在关于涌现性战略推理风险的摘录中，研究者构建的风险分类体系包含多少大类和子类？

──────── 精选摘录

人工智能中的突发战略推理风险：基于分类学的评估框架

摘要

随着推理能力与部署范围的同步增长，大语言模型（LLMs）逐渐具备服务于自身目标的行为能力，此类风险我们称之为"涌现性战略推理风险"（ESRRs）。其具体表现包括但不限于：欺骗行为（故意误导用户或评估者）、评估博弈（在安全测试中策略性操纵表现）以及奖励破解（利用目标设定缺陷）。系统化理解并量化评估这类风险仍是当前面临的挑战。为填补这一空白，我们提出ESRRSim——一个基于分类学的自动化行为风险评估代理框架。我们构建了包含7大类、20个子类的可扩展风险分类体系。ESRRSim采用与评估者无关的可扩展架构，生成旨在激发真实推理的评估场景，并配备双重评估标准，同时评估模型响应与推理轨迹。对11款推理型大语言模型的评估显示，其风险特征存在显著差异（风险检测率介于14.45%-72.72%），而代际改进幅度表明模型可能正日益具备识别并适应评估情境的能力。

────────────────
──────── 数据条目

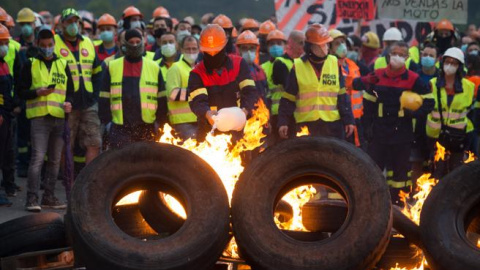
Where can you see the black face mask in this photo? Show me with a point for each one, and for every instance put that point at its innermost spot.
(213, 62)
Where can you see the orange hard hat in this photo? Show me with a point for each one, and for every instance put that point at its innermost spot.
(3, 15)
(10, 22)
(223, 21)
(161, 12)
(250, 24)
(247, 37)
(212, 39)
(444, 25)
(276, 35)
(266, 27)
(317, 34)
(131, 11)
(4, 33)
(106, 19)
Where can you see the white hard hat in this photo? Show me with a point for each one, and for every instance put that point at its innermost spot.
(456, 53)
(392, 34)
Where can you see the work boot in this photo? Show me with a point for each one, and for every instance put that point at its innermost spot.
(50, 201)
(32, 204)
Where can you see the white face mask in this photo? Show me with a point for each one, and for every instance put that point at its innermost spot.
(397, 61)
(449, 69)
(190, 57)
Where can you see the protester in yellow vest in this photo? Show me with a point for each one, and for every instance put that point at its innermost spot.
(136, 96)
(315, 94)
(46, 83)
(454, 96)
(180, 115)
(79, 52)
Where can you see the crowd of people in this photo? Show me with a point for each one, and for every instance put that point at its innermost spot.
(109, 83)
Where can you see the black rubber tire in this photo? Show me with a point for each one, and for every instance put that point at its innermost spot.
(406, 227)
(32, 233)
(157, 214)
(358, 244)
(442, 221)
(148, 166)
(400, 251)
(324, 215)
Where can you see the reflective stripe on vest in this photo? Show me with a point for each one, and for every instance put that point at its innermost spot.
(86, 52)
(317, 99)
(179, 112)
(275, 90)
(455, 115)
(381, 62)
(148, 88)
(51, 104)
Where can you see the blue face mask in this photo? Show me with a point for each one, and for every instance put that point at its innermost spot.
(428, 61)
(276, 50)
(106, 36)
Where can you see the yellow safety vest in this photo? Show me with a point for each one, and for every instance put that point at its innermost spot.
(381, 62)
(86, 52)
(179, 112)
(148, 90)
(41, 77)
(317, 99)
(455, 115)
(275, 90)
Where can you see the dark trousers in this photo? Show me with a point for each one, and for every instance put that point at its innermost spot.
(394, 157)
(7, 155)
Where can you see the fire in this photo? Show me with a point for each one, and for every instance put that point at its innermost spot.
(303, 132)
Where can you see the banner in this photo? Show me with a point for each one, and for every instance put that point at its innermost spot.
(298, 14)
(424, 10)
(356, 9)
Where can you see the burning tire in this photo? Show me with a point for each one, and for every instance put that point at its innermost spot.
(32, 233)
(100, 243)
(444, 220)
(309, 160)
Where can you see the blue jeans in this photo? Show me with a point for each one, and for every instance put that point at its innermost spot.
(47, 139)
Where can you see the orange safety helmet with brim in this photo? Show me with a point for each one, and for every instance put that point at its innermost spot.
(213, 39)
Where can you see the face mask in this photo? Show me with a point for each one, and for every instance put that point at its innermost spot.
(190, 57)
(72, 29)
(341, 50)
(449, 69)
(46, 52)
(249, 56)
(27, 30)
(168, 50)
(133, 51)
(3, 50)
(276, 51)
(182, 34)
(397, 61)
(136, 24)
(428, 61)
(106, 36)
(352, 55)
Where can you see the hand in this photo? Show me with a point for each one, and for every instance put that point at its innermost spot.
(67, 106)
(209, 115)
(43, 91)
(283, 132)
(349, 129)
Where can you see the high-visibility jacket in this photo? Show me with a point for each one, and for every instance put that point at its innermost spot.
(148, 90)
(317, 99)
(350, 72)
(51, 104)
(83, 68)
(275, 90)
(455, 115)
(179, 112)
(381, 62)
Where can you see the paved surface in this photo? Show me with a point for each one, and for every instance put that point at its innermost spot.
(18, 207)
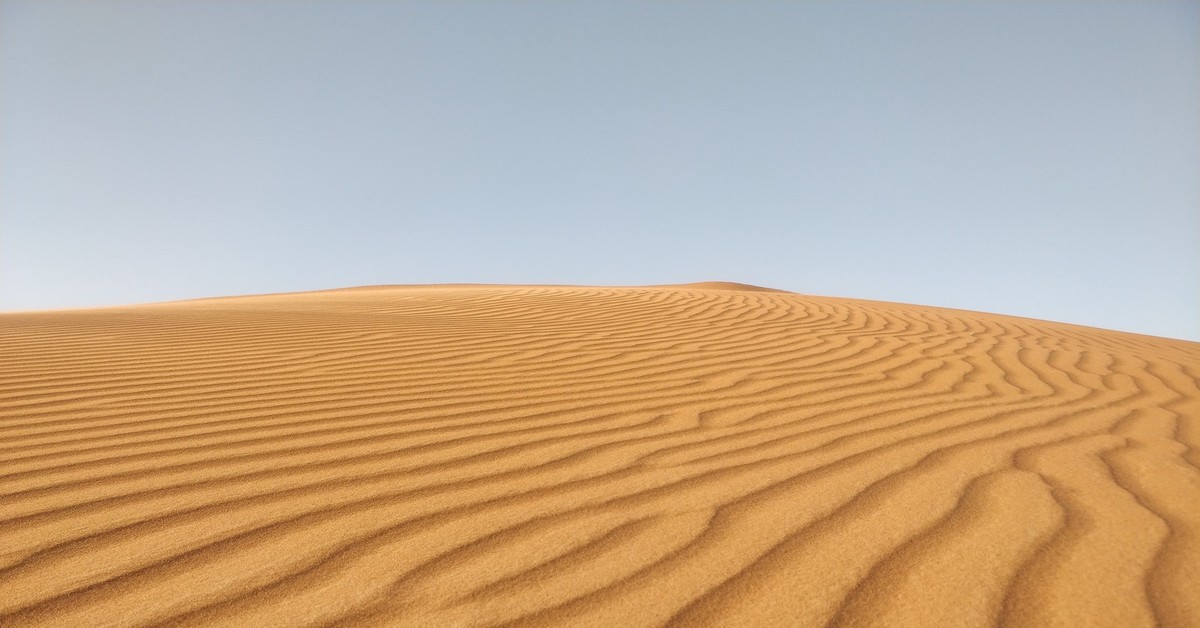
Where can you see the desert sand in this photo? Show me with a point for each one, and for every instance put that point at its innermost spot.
(696, 455)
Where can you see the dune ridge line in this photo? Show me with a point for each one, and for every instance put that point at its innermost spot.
(705, 454)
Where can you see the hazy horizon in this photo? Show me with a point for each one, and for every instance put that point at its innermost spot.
(1027, 159)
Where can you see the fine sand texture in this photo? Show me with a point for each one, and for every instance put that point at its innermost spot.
(707, 454)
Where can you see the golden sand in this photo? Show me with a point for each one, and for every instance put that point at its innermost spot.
(696, 455)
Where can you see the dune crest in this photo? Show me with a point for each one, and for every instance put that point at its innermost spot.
(711, 454)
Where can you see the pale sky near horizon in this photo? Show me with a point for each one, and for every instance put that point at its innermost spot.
(1037, 159)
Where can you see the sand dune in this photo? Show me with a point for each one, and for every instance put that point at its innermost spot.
(696, 455)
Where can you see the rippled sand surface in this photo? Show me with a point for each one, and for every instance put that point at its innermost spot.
(696, 455)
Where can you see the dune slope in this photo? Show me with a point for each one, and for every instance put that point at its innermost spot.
(695, 455)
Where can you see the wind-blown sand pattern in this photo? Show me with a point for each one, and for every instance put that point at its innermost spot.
(696, 455)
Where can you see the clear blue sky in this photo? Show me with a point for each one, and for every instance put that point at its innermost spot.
(1030, 157)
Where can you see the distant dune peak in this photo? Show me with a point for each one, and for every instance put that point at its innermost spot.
(708, 454)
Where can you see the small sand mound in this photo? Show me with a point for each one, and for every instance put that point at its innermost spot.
(712, 454)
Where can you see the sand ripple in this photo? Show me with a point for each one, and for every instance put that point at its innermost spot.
(697, 455)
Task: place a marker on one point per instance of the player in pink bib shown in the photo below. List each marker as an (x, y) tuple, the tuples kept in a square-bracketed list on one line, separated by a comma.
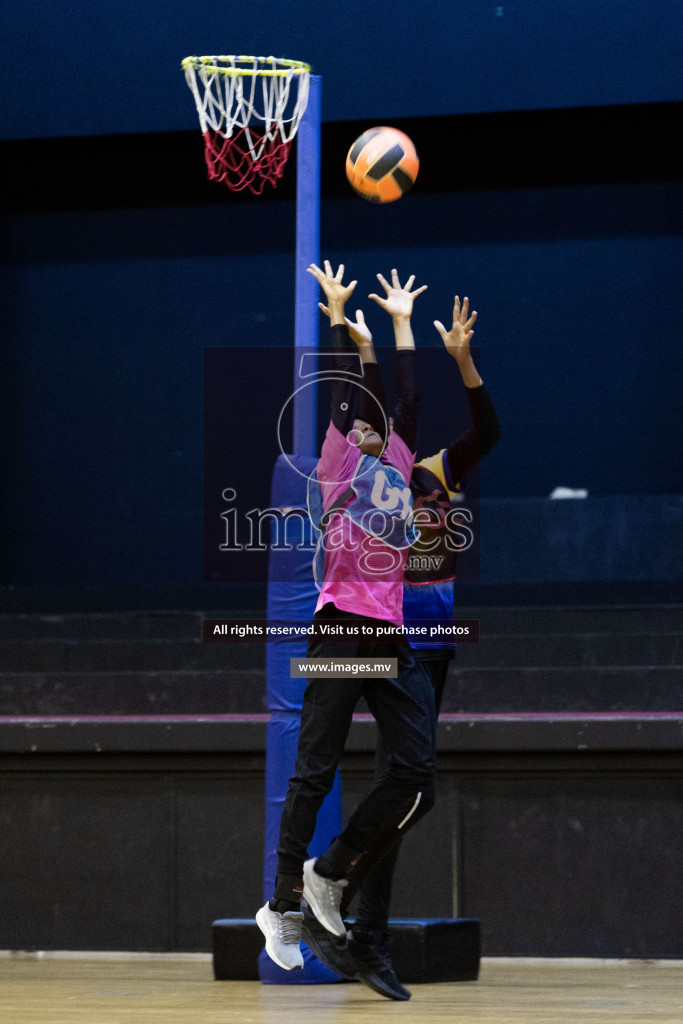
[(364, 474)]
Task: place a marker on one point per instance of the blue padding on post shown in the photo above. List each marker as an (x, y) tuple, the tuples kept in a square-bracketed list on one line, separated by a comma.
[(292, 596)]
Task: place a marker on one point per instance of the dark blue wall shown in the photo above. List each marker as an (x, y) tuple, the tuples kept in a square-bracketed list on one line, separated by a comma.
[(109, 314), (105, 310), (83, 69)]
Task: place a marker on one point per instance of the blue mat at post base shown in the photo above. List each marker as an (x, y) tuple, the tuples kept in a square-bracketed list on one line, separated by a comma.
[(292, 596)]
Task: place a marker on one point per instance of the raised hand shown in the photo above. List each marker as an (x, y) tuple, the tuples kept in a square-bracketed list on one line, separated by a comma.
[(336, 292), (457, 340), (358, 331), (398, 300)]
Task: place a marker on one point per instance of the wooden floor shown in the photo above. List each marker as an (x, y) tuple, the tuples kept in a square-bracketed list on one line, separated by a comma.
[(60, 989)]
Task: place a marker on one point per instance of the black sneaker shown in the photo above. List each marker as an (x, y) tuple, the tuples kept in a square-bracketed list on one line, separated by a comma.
[(330, 949), (375, 969)]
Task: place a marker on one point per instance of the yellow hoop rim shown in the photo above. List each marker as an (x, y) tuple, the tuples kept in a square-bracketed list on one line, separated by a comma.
[(211, 64)]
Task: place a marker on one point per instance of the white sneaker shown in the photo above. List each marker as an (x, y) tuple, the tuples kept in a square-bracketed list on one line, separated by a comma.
[(283, 935), (324, 897)]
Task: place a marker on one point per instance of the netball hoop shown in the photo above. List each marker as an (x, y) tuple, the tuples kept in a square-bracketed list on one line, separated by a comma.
[(250, 109)]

────────────────

作答区
该风险分类体系包含7大类、20个子类。